Please pick out each line of the data below that contains the word "penguin" and copy it. Treat case as significant.

[Records of labeled boxes]
..............................
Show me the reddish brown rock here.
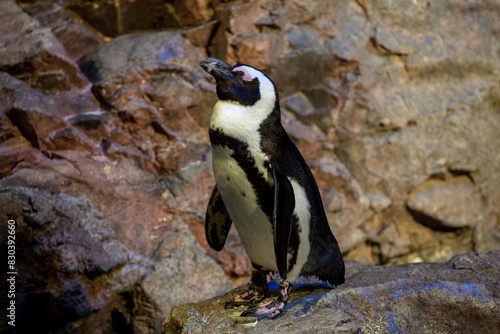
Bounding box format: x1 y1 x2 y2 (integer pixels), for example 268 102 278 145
0 1 89 91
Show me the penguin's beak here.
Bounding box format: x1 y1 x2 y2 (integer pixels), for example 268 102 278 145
200 58 234 80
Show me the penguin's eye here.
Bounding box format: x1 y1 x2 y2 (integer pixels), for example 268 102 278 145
233 67 253 81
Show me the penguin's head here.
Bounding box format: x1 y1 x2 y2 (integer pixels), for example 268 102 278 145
200 58 278 107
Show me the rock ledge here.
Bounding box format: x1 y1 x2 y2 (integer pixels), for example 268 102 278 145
162 250 500 333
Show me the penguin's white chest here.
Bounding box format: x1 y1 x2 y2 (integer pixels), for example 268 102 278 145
212 146 278 271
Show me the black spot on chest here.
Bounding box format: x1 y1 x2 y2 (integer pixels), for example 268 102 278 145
209 129 274 217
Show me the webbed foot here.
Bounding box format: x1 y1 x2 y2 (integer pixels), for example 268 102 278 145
224 270 269 309
241 279 292 320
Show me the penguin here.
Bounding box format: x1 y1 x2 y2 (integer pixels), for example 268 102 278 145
200 58 345 319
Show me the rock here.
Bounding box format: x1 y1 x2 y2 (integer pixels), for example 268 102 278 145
0 1 89 91
23 2 104 62
66 0 214 37
366 190 392 212
0 186 130 332
83 31 215 175
0 72 68 150
408 177 488 229
0 160 232 332
142 217 232 312
162 250 500 333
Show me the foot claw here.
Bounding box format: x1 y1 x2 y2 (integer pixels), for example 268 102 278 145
224 287 269 309
223 270 269 309
241 297 286 320
241 279 292 320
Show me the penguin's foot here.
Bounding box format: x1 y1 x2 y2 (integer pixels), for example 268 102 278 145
241 279 292 320
224 270 269 309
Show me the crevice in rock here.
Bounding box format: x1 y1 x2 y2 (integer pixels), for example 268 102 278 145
406 205 457 232
7 108 40 149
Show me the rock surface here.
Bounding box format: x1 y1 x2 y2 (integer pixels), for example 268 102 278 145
0 0 500 333
162 250 500 334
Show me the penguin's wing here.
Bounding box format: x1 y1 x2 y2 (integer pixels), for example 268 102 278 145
205 185 232 252
271 157 295 279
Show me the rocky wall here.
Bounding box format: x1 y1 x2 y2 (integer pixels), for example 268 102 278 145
0 0 500 333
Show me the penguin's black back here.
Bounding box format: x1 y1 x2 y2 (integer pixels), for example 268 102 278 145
259 109 345 285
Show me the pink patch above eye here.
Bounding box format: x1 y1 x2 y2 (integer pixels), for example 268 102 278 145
233 67 253 81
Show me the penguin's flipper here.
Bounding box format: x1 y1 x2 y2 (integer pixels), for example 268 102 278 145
271 157 295 279
205 185 232 252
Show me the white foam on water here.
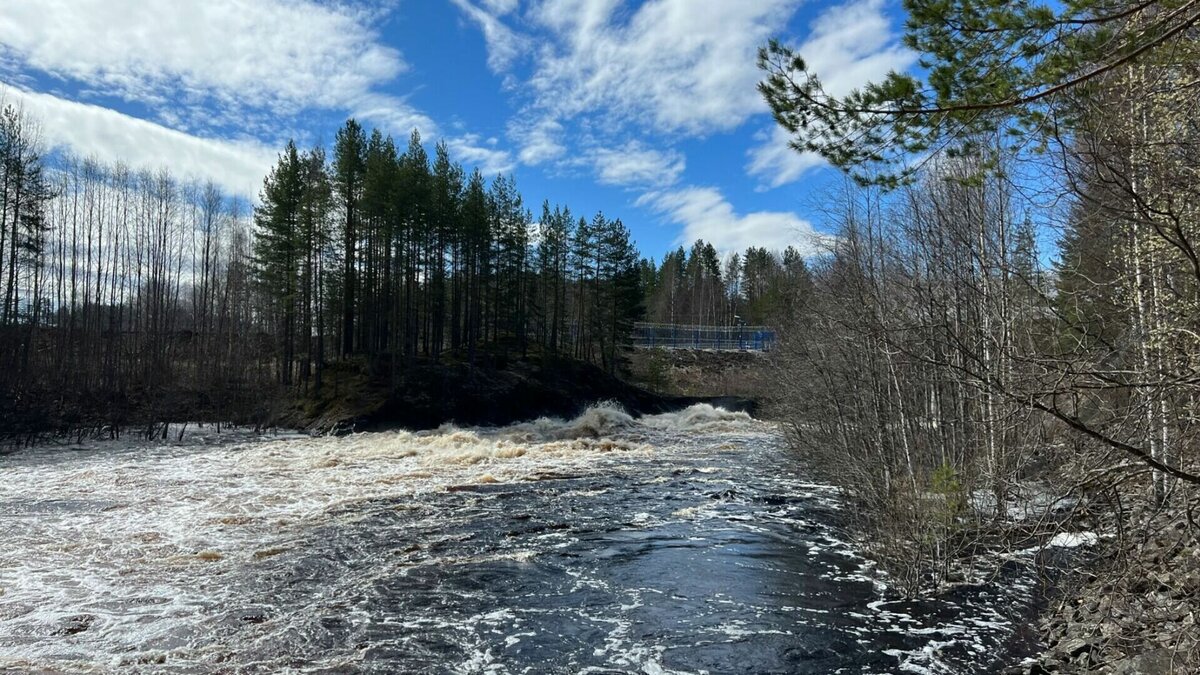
..............................
## THE REPLY
Show me the penguin's beak here.
Show me the penguin's eye here.
Show me the penguin's head here.
Show me the penguin's white chest here.
Show me the penguin here.
Show me the penguin's foot here.
Show me the penguin's wing here.
Show me the penguin's black back here.
Show me the penguin's flipper here.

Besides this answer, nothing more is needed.